What you need to do: In your copy, include every record exactly and no pictures.

Image-grounded pointing data:
+---+
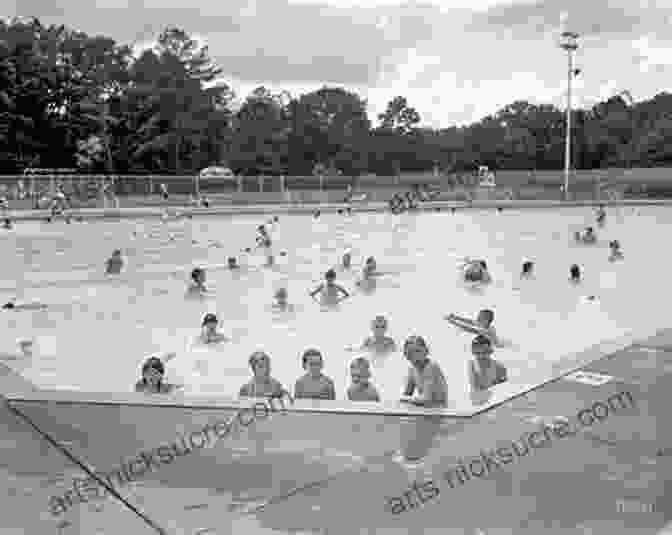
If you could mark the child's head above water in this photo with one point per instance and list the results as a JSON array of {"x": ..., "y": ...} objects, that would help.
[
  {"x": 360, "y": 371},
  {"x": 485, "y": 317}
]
+---+
Your solution:
If you could mark the child's head above water in this photo with one point per instance and list the results as a JSON array of {"x": ..., "y": ...} objects, that would help.
[
  {"x": 360, "y": 371},
  {"x": 485, "y": 317}
]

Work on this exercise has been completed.